Recorded data
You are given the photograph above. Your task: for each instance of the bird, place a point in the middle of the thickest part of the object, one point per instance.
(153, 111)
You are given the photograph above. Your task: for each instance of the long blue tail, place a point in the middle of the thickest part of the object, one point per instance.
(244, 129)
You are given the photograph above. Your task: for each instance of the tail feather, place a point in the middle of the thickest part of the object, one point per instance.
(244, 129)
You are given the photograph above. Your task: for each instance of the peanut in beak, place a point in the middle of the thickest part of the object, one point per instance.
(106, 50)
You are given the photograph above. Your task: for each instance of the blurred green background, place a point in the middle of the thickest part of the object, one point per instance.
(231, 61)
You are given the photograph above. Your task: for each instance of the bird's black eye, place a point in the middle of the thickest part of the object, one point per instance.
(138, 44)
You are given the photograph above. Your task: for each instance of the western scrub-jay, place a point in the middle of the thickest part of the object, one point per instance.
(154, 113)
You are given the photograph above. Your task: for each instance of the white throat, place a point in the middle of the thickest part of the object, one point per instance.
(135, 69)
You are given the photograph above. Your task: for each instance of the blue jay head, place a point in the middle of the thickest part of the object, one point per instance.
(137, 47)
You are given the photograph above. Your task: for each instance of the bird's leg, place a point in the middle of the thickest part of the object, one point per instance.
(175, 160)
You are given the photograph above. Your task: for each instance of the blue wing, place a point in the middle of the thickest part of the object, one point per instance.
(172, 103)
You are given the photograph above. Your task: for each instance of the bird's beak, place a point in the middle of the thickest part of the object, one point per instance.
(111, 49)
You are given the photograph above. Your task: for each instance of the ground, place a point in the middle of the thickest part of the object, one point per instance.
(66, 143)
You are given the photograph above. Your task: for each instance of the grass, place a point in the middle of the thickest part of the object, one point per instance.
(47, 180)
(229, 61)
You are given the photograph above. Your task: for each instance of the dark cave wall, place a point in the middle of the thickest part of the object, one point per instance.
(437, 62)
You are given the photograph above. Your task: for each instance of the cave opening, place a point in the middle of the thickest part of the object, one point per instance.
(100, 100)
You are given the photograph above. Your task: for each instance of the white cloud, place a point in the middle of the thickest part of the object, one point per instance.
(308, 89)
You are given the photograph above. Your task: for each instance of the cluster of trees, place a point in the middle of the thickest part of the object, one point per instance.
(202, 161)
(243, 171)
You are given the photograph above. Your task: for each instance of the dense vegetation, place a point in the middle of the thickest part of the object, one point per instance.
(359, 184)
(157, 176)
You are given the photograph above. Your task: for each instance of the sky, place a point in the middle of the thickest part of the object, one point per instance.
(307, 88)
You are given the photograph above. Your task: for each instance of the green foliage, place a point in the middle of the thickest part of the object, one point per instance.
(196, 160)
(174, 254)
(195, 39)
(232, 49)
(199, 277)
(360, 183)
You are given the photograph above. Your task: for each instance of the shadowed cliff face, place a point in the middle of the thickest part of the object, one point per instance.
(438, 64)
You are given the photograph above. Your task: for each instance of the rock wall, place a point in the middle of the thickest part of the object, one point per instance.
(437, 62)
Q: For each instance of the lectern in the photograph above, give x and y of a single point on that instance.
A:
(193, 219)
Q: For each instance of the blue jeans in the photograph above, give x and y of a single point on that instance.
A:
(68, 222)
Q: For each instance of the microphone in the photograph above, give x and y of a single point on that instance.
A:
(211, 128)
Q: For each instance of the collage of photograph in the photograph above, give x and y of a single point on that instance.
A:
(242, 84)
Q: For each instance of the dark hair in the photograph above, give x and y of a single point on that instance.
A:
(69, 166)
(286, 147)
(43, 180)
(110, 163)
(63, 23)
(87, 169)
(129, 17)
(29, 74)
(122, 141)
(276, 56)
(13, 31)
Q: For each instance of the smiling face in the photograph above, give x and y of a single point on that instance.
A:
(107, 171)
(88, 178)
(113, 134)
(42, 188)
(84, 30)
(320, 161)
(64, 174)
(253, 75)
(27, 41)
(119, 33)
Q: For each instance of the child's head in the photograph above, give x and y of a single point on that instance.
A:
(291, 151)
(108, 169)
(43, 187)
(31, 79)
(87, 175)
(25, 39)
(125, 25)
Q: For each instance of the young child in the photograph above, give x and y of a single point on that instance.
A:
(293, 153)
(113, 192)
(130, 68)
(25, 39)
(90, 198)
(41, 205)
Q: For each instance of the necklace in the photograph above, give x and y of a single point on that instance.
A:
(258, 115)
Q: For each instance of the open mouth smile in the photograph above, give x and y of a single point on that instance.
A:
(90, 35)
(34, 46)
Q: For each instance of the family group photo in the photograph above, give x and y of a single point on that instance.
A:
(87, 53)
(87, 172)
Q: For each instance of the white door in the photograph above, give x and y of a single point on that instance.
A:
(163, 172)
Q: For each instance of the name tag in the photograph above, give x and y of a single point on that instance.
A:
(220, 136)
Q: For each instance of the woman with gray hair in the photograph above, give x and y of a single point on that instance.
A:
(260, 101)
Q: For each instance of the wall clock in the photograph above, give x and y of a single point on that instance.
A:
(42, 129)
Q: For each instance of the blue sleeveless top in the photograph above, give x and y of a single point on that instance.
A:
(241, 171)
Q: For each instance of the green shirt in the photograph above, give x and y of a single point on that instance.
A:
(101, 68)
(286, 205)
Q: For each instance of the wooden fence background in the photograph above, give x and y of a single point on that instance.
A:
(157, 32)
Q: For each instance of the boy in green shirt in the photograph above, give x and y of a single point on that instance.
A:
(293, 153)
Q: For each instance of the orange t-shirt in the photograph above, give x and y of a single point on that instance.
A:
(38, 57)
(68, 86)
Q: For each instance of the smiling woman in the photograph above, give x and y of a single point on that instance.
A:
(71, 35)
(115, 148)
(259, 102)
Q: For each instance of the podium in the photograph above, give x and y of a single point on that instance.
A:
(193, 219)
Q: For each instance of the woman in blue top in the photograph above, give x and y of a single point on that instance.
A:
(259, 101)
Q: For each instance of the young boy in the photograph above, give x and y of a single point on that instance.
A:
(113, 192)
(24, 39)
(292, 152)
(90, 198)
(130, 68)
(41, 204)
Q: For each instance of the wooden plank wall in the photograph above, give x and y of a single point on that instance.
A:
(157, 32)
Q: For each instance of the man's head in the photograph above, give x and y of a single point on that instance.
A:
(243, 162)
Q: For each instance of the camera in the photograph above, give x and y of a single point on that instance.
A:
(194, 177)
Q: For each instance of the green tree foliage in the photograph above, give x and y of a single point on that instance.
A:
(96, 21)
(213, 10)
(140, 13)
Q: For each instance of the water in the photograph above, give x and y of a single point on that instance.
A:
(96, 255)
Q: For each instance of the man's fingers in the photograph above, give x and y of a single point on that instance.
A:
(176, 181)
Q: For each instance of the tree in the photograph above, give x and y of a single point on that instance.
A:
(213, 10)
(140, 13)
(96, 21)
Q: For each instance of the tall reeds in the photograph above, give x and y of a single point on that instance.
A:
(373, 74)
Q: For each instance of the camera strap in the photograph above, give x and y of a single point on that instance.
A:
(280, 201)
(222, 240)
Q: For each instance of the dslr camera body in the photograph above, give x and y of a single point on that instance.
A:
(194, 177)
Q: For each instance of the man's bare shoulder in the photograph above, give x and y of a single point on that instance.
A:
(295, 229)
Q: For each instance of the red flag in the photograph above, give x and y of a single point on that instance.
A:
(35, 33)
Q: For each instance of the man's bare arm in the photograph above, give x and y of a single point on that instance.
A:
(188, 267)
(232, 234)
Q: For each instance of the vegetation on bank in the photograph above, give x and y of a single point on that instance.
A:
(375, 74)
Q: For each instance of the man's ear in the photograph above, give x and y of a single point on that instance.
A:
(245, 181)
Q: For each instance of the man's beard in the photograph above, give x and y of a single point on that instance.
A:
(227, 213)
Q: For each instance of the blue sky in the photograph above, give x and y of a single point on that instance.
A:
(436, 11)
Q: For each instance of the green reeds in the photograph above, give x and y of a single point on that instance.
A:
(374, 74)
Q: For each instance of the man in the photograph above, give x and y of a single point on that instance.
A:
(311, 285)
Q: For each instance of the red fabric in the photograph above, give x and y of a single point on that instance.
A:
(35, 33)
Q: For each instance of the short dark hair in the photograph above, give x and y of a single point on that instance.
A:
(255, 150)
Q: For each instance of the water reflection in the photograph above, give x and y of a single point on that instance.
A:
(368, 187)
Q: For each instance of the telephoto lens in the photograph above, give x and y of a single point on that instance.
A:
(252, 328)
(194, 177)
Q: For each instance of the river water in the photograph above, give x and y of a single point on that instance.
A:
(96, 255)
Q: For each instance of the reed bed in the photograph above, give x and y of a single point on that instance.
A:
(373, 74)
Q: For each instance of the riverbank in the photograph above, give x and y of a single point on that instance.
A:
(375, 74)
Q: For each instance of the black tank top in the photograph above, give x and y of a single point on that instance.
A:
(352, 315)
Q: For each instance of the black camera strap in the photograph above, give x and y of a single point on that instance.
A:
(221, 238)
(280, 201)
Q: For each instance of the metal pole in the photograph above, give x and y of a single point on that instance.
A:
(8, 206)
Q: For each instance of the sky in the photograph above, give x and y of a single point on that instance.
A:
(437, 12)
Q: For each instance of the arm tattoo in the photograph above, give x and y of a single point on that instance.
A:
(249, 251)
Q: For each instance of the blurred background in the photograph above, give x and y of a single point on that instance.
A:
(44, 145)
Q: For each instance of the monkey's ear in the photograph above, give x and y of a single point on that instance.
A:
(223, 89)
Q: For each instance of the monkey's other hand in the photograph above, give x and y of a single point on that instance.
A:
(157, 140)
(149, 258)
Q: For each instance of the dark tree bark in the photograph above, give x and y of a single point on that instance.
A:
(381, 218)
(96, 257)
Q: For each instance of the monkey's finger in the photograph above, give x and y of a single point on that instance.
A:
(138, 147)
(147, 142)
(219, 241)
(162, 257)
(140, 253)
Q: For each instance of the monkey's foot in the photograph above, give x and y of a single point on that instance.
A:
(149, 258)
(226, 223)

| What is being asked |
Find every line in the records that holds the word "strap", then state the count alone.

| Answer box |
2